QUOTED PASSAGE ▸
begin

Award  Date:
 28 October 2021
Case Number: ELRC472-19/20EC
Commissioner: Henk Jacobs
Date of Ruling: 28 October 2021

In the matter between

Luvuyo Sanadayi Applicant


Department of Education – Eastern Cape, 1st Respondent
Mr. F. Every 2nd Respondent
Mrs N. Jacobs 3rd Respondent
Mr. M.M. Mcono 4th Respondent
Ms. A. M. Ntombana 5th Respondent
Mr. Mkele 6th Respondent

Union/Applicant’s representative:
Mr Toyanto

ZEPE and CO Attorneys

Telephone: 072 596 6297
E-mail: mandy@squires.co.za

Respondent’s representative: Mr G Jacobs
Respondent’s address:

Telephone: 040 608 4542
E-mail: garthjacobs@rocketmail.com

Details of hearing and representation

1. The arbitration hearing into an alleged unfair labour practice dispute, referred in terms of section 191(5)(a)(iv) of the Labour Relations Act 66 of 1995 (the LRA), was held at the Department of Education offices, Fort Beaufort, on 22 November 2019, 17 February 2020, 19 March 2021 and 10 August 2021. The Matter proceeded virtually via Zoom on 26 August 2021, 30 September 2021 and 14 October 2021.

end

Dataset rows on where objects appear:
begin

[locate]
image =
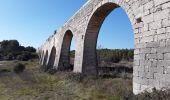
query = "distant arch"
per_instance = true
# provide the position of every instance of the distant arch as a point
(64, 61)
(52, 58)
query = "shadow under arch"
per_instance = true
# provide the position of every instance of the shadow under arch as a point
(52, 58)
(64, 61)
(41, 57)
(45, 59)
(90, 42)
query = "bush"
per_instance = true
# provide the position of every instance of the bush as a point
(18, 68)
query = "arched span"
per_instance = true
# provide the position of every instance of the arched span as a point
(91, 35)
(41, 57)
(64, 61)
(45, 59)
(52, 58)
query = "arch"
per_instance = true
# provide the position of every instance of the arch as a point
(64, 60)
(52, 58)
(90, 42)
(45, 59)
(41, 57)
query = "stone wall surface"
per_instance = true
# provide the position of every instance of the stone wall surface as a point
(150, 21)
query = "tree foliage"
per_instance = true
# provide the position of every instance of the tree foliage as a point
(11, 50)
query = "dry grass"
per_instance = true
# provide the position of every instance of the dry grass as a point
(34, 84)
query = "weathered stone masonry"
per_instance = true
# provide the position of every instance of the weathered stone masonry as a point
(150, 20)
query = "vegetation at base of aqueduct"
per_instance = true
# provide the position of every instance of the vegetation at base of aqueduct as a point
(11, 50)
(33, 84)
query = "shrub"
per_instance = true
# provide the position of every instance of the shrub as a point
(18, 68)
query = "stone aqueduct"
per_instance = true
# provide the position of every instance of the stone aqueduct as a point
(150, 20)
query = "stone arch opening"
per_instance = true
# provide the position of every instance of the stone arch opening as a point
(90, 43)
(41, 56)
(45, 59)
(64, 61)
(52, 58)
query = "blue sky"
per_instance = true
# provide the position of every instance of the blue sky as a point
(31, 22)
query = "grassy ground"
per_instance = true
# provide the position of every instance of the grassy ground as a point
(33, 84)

end

STATED PROBLEM 1 ▸ Please reproduce the arbitration award word for word from "Telephone: 040 608" up to and including "14 October 2021.".
STATED PROBLEM 2 ▸ Summarize the arbitration award in two sentences.
STATED PROBLEM 3 ▸ Write the next part of the arbitration award, starting after its first numbered paragraph.

ANSWER 1 ▸
Telephone: 040 608 4542
E-mail: garthjacobs@rocketmail.com

Details of hearing and representation

1. The arbitration hearing into an alleged unfair labour practice dispute, referred in terms of section 191(5)(a)(iv) of the Labour Relations Act 66 of 1995 (the LRA), was held at the Department of Education offices, Fort Beaufort, on 22 November 2019, 17 February 2020, 19 March 2021 and 10 August 2021. The Matter proceeded virtually via Zoom on 26 August 2021, 30 September 2021 and 14 October 2021.

ANSWER 2 ▸ In case ELRC472-19/20EC, ruled on 28 October 2021 by Commissioner Henk Jacobs, Luvuyo Sanadayi is the applicant against the Department of Education – Eastern Cape and five other respondents. The arbitration hearing into an alleged unfair labor practice dispute, referred under section 191(5)(a)(iv) of the Labour Relations Act 66 of 1995, was held at the Department of Education offices in Fort Beaufort on four dates from November 2019 to August 2021, then proceeded virtually via Zoom on three dates in 2021.

ANSWER 3 ▸
2 The applicant, Mr. L Sanadayi was represented by Mr. A Ntoyanto, an attorney from Zepe and Co attorneys, on 26 Augusts 2021, the Applicant was represented by Ms A. Friderichs, an attorney from Squire Smith & Laurie Incorporated. The 1st respondent, the Department of Education – Eastern Cape, was represented by Mr G. Jacobs, a Senior Labour Relations Officer for the Respondent, the 2nd respondent, Mr E. Every was represented by Ms V. Van Wyk, an official from the Suid Afrikaanse Onderwys Unie (SAOU), the 3rd to the 6th respondent, Ms N Jacobs, Mr M M Mcono, Ms A M Ntombana and Mr Mkele was represented by Ms Malibogwe, an official from the South African Democratic Teachers Union (SADTU).

3 The hearing was held in English, it was digitally and manually recorded.

4 Parties agreed to submit heads of argument by no later than 21 October 2021, both parties did so.

Issue to be decided

5. The issue to be decided is whether or not the failure to shortlist the Applicant for the post of Education Development Officer (EDO) by the 1st Respondent constitutes an unfair labour practice in terms of section 186(2) of the LRA, and if so, to determine the appropriate relief.

Background to the matter

6. The Applicant referred an alleged unfair labour practice dispute pertaining to promotion. The Applicant applied for the post of Education Development Officer and was not shortlisted.

7. The Applicant sought that the successful candidate’s appointments be set aside, and that he be promoted to the said position.

8. Both parties submitted bundles of documents into record on which they would rely during the proceedings. The documents were accepted to be what they purport to be.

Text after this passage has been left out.